SAVANNAH, Ga. (WTOC) - Though doctors say it will take many months for the effects of the vaccine to be seen because most of the population needs to join them, they do say protecting health care workers is a huge step.
March 20 seems like a long time ago, but that was when the first case of COVID-19 came into the Coastal Empire. It’s a moment that changed nurses as they learned how to care for patients in a new era.
“It was just something we read about, then we got one. He came in the door and we didn’t know what to do, nobody knew what to do,” said Lee Meshew, Neuro ICU nurse at Memorial Health.
Meshew has been an RN at Memorial for 33 years. She took care of the systems first COVID-19 patient.
“It was a very tense situation. You’re worried about catching it, giving it to somebody else. What are you going to do with it; and it took us ten days to get his test results,” Meshew said.
She says they got through it, and every day after they do their best. David Wilson is a nurse in the emergency room and says the virus has taken its toll on everyone.
“Physically it takes a lot more to care for these people because of the PPE you have to wear and you have to make sure that you don’t miss any steps and contaminate yourself or contaminate your next patient. Emotionally, it’s been really tough because the true COVID patients do get very sick and sometimes you feel like there’s not a whole lot you can do about it because of how dangerous the virus is,” Wilson said.

To do:
**1.** Answer these from the report on Savannah nurses:
(a) On what date did the first COVID-19 case come into the Coastal Empire?
(b) How many years has Lee Meshew been an RN at Memorial?
(c) In what part of the hospital does David Wilson work?
**2.** Extend the report on Savannah nurses with a few more sentences, starting after Wilson's quote ends.
The listing after this point is separate material, unrelated to the report on Savannah nurses.

Excerpted data:
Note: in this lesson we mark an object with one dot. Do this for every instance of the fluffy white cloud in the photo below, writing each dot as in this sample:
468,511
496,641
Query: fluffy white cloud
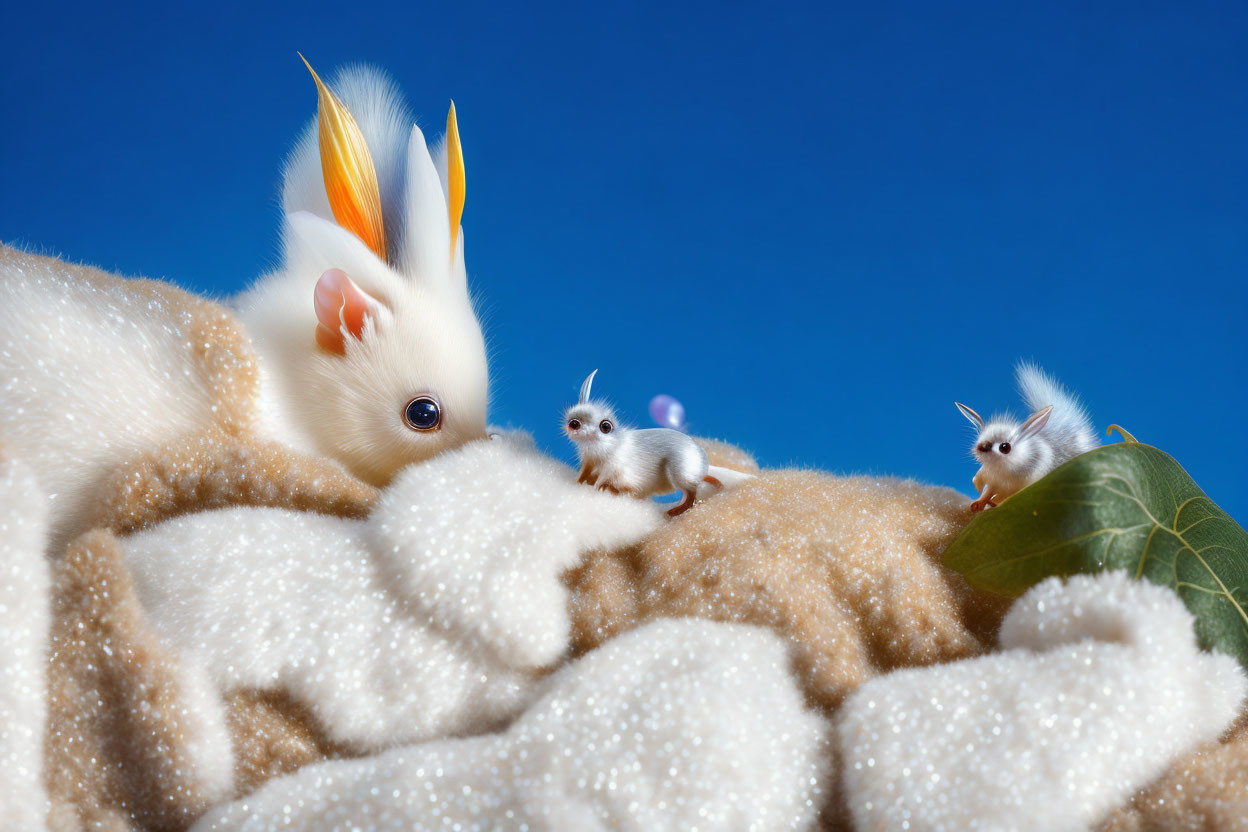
429,618
23,645
1098,686
680,725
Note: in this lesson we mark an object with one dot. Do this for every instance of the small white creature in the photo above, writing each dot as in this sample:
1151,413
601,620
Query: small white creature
642,463
1014,455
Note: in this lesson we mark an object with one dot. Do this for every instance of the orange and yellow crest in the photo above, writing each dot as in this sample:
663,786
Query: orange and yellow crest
456,187
350,175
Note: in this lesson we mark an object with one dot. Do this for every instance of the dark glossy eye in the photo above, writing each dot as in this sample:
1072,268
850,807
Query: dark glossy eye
423,413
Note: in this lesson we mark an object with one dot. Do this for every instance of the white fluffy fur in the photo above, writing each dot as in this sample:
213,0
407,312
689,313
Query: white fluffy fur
23,646
423,338
1100,685
1065,434
431,618
91,376
680,725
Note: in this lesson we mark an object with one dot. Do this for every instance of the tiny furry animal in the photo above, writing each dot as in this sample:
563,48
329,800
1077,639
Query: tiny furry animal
1012,454
643,463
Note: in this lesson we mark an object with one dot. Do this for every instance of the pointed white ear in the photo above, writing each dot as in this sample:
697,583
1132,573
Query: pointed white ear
585,387
427,243
971,414
1035,423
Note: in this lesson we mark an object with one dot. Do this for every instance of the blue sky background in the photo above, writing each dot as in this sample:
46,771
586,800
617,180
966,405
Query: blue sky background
815,225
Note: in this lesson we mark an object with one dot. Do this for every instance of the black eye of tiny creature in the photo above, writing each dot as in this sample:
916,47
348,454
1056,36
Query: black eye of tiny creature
423,413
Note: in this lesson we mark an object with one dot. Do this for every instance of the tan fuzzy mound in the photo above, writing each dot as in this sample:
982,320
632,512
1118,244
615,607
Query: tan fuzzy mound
1204,791
131,740
116,749
216,469
848,568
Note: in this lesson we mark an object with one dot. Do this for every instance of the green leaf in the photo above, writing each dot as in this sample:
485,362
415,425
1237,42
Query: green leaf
1118,507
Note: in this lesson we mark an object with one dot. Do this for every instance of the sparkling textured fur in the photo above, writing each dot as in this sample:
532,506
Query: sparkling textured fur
422,336
680,725
24,619
135,739
1100,685
116,742
846,568
429,618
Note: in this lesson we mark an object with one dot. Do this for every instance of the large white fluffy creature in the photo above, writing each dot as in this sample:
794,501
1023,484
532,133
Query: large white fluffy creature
680,725
370,349
431,618
23,646
1100,685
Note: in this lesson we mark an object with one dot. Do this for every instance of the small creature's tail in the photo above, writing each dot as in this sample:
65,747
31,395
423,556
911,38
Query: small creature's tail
1068,429
728,477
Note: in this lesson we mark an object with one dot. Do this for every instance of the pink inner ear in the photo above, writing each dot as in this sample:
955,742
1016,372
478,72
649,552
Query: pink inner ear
338,303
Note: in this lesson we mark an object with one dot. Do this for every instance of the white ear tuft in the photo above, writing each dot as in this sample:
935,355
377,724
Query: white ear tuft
426,246
971,414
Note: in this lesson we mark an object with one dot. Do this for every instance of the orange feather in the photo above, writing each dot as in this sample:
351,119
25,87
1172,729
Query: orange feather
454,177
347,166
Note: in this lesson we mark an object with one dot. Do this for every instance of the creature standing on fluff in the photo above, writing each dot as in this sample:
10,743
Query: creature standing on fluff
1014,455
640,463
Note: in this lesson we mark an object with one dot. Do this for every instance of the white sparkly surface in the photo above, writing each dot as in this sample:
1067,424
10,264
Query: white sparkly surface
679,725
1098,686
427,619
23,645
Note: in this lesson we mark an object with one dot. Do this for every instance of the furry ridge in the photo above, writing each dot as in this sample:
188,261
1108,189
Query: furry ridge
429,618
24,619
677,726
1098,687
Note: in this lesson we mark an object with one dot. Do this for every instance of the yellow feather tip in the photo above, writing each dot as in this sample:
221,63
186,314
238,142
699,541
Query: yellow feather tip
350,176
454,177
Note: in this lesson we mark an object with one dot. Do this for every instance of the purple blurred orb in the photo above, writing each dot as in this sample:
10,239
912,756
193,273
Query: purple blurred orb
668,412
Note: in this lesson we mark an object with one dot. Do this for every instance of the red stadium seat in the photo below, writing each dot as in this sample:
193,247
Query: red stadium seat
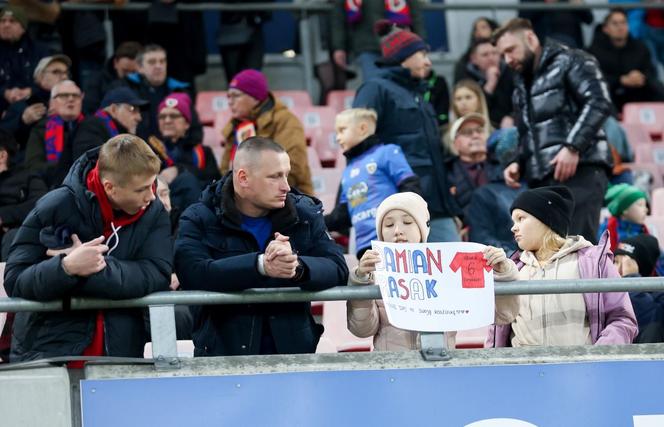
340,100
208,104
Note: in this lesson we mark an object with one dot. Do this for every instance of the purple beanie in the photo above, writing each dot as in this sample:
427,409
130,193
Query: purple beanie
251,82
180,101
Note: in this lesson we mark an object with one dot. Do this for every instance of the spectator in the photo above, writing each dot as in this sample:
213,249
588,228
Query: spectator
373,172
542,218
19,56
251,230
494,77
19,191
629,209
120,113
406,119
561,102
564,26
240,39
403,218
472,168
354,30
636,257
625,62
152,83
118,67
187,165
256,112
107,246
182,34
51,150
482,28
21,116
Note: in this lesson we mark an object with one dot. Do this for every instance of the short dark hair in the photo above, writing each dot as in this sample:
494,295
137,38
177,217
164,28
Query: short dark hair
8,143
147,49
612,12
477,43
128,50
514,25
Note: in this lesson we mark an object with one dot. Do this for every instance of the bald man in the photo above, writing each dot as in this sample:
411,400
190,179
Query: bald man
251,230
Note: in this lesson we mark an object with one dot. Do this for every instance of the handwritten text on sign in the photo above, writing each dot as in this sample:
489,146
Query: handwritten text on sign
433,287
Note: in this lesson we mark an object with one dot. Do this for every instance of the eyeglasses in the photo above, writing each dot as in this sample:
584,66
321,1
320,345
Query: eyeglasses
65,96
470,131
172,116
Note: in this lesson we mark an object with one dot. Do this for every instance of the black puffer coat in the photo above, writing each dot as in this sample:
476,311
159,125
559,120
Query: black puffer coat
566,105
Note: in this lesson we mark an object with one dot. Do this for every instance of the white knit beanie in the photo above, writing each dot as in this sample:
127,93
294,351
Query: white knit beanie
409,202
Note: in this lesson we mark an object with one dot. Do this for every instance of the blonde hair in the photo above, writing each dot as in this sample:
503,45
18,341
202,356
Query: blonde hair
475,88
356,115
125,156
551,243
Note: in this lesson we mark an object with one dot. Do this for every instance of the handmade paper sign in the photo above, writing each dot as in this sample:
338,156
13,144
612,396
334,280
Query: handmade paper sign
435,287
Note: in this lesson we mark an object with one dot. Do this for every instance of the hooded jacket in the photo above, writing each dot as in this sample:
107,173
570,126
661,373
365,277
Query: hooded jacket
139,265
610,314
565,106
214,253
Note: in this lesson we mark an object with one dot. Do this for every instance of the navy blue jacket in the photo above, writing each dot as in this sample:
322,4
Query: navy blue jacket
406,119
141,264
213,253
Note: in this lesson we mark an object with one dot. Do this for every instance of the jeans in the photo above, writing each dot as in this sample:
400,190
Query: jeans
367,64
443,230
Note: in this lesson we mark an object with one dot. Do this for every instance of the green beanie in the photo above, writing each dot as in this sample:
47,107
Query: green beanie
621,196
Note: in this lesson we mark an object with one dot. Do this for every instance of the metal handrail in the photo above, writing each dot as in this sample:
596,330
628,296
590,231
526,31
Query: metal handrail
283,295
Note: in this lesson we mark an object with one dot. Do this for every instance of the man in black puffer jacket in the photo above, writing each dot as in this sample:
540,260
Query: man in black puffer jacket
561,102
108,192
251,230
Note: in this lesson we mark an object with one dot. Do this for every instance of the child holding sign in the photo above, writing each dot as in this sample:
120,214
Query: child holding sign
541,220
404,218
374,172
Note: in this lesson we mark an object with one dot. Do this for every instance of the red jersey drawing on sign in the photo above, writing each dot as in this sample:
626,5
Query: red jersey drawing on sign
472,265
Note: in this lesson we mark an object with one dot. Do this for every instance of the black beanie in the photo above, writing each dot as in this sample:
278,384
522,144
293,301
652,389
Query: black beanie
551,205
642,248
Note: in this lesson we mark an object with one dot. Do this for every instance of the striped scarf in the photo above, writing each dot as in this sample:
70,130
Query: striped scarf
54,137
111,127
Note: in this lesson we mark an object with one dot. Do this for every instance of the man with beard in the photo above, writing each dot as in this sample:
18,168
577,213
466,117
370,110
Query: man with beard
561,102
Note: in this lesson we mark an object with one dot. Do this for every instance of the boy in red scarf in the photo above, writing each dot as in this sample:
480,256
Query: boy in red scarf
102,234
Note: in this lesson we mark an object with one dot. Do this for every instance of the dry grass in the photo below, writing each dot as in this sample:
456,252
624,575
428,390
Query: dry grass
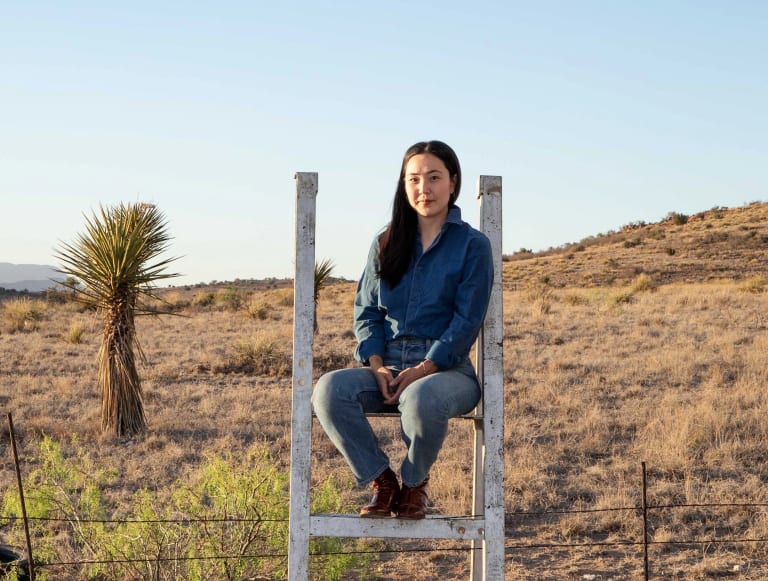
598,380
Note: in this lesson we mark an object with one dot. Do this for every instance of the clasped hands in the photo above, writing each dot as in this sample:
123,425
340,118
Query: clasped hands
391,387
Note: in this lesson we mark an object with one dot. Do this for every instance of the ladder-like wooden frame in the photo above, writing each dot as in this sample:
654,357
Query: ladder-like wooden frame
485,527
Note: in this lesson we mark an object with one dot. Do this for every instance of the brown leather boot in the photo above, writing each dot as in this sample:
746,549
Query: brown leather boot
386,492
413,501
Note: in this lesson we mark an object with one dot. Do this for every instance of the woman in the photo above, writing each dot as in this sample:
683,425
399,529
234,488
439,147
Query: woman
418,310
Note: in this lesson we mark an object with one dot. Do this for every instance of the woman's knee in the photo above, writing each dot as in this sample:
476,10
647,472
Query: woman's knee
339,385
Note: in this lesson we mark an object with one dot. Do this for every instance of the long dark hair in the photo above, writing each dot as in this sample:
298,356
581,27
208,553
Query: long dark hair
397,241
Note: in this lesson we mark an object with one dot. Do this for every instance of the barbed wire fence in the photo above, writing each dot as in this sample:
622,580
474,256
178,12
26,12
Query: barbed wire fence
644,511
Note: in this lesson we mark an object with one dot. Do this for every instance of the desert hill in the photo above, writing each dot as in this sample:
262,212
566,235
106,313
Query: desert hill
721,243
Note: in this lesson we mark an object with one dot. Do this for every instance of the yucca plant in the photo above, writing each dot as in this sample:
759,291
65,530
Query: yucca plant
323,271
116,265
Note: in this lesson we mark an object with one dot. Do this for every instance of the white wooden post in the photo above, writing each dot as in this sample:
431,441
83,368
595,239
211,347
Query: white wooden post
488,490
301,406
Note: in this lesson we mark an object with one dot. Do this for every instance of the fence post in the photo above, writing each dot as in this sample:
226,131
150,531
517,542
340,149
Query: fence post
645,522
301,407
21,498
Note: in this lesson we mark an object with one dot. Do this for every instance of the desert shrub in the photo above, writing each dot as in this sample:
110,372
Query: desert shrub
575,299
677,218
755,284
228,298
175,301
620,298
205,299
540,296
226,520
24,314
285,297
642,283
256,308
75,333
260,355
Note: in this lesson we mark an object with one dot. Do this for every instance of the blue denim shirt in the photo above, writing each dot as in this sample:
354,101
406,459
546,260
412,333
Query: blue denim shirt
443,296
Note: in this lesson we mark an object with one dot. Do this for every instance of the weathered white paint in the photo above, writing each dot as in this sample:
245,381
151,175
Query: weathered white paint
485,527
301,407
488,495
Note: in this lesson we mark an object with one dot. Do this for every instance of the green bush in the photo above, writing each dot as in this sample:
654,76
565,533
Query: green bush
677,218
227,520
24,314
229,299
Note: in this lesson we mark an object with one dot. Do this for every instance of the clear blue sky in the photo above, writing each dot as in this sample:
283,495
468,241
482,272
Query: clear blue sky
595,113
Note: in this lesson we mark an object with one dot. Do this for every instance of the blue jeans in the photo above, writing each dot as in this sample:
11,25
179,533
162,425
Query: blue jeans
342,398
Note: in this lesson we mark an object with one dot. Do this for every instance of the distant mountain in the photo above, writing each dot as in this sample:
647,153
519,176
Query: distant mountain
717,244
30,277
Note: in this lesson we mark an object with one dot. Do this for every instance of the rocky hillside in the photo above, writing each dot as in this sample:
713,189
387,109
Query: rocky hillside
721,243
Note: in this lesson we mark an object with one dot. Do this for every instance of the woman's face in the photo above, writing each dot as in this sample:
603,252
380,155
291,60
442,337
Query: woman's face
428,185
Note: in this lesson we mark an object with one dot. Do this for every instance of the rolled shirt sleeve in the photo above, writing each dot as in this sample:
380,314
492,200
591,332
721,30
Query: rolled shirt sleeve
368,313
471,303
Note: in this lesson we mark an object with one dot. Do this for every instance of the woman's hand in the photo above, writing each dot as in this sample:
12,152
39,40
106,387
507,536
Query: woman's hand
406,377
383,377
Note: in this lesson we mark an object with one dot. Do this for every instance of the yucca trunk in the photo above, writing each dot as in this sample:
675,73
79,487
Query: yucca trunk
122,403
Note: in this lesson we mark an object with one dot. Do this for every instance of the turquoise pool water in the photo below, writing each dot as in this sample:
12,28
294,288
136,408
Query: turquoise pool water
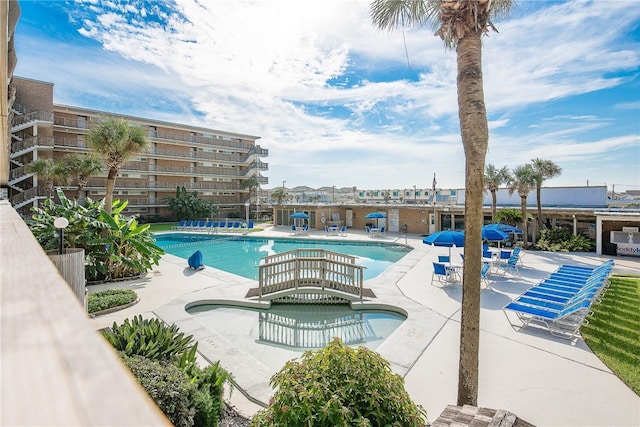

Expected outputs:
**1.**
(a) March 20
(b) 33 years
(c) The emergency room

**2.**
Both say they’ve watched closely as the country has learned more and become more prepared to battle the virus with rapid testing, treatment options and now a vaccine. Wilson was vaccinated before the governor Tuesday and Meshew was first in line back at Memorial. It was a big day for both of them.
“I feel so lucky I think I ought to play the lotto tonight. I feel like I should do this I have, I’m the winner. I win,” Meshew said.
But she isn’t the only nurse who was honored to be vaccinated on the first day in the Peach State. So too was Kim Raymond, an ICU nurse at Candler Hospital. She was vaccinated before the governor.
“It kind of starts with us and I was really fortunate to be able to have taken, to have been able to get the vaccine because we do work on the frontline,” Raymond said.
She knows there’s a long road ahead, but this will help frontline workers like her.
“Overtime you know a lot of people would feel better with coming into contact with patients who do have COVID and you know seeing how sick they can get and then being, having more confidence in knowing that you can care for these patients without being scared of getting it yourself,” Raymond said.
Nurses say while the vaccine is rolling out, we cannot get complacent and let our guard down because their patients depend on all of us doing our part to stop the spread.